Passage to read Start Marker

Extremities

Doctors thought it was a simple foot infection. They were so wrong.

By Sandra G. Boodman – August 22, 2016

Melissa Curley Bogner was baffled: Why did her feet feel suddenly hot — in January?

The 41-year-old management analyst for the Navy had grown accustomed to periodic bouts of neuropathy — numbness in her hands and feet — the apparent legacy of a severe allergic reaction to a drug she took in 2000 to treat a gynecological infection.

But this 2015 episode was different. Along with the sensation that her feet felt unusually warm, the skin on the second toe of her right foot looked inflamed. Weeks later, she noticed a small blister.

Bogner, who lives in Southern Maryland, initially shrugged it off. She figured that whatever was wrong would go away on its own.

“I didn’t go to the doctor because it didn’t hurt,” she recalled. But eight months later, Bogner would learn that her foot problems were classic signs of a condition that was neither temporary nor trivial.

“It’s been life-altering,” Bogner said of the diagnosis. Summer, a time of year Bogner once eagerly anticipated, has become the season she finds hardest to endure. To cope with her new reality, she has sought to channel her energy into a self-help group for people diagnosed with the little-known malady.

A fungal infection?

At first, Bogner tried to largely ignore the problem, assuming that her shoes were to blame. Changing footwear didn’t help. Sometimes her toe would itch and feel tingly. At other times, the redness seemed to lessen, but it never disappeared entirely.

Passage to read End Marker
Provided records Start Marker

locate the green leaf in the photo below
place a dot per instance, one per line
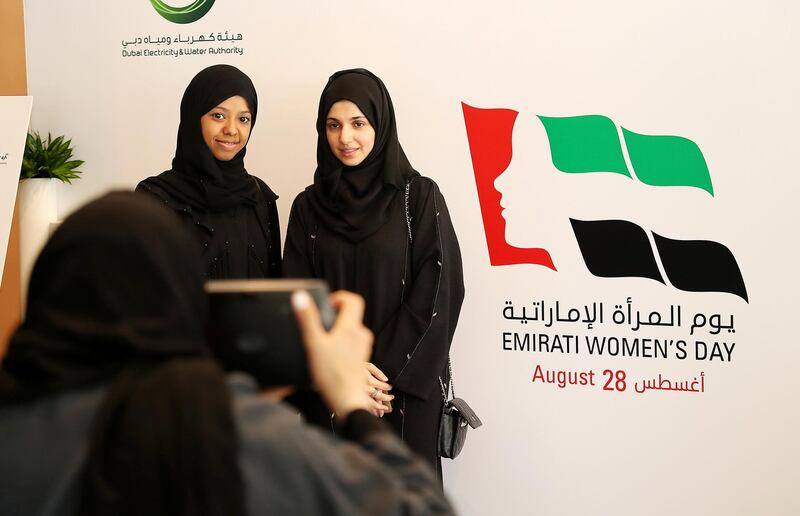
(50, 157)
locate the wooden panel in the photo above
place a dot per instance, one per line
(13, 81)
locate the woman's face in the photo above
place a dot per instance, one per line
(350, 135)
(226, 128)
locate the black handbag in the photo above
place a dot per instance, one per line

Provided records End Marker

## Aim of the exercise
Write out, word for word, the passage of the foot infection article that starts at the words "The 41-year-old management" and stops after the words "on its own.". These records come from a separate source.

## Solution to this exercise
The 41-year-old management analyst for the Navy had grown accustomed to periodic bouts of neuropathy — numbness in her hands and feet — the apparent legacy of a severe allergic reaction to a drug she took in 2000 to treat a gynecological infection.

But this 2015 episode was different. Along with the sensation that her feet felt unusually warm, the skin on the second toe of her right foot looked inflamed. Weeks later, she noticed a small blister.

Bogner, who lives in Southern Maryland, initially shrugged it off. She figured that whatever was wrong would go away on its own.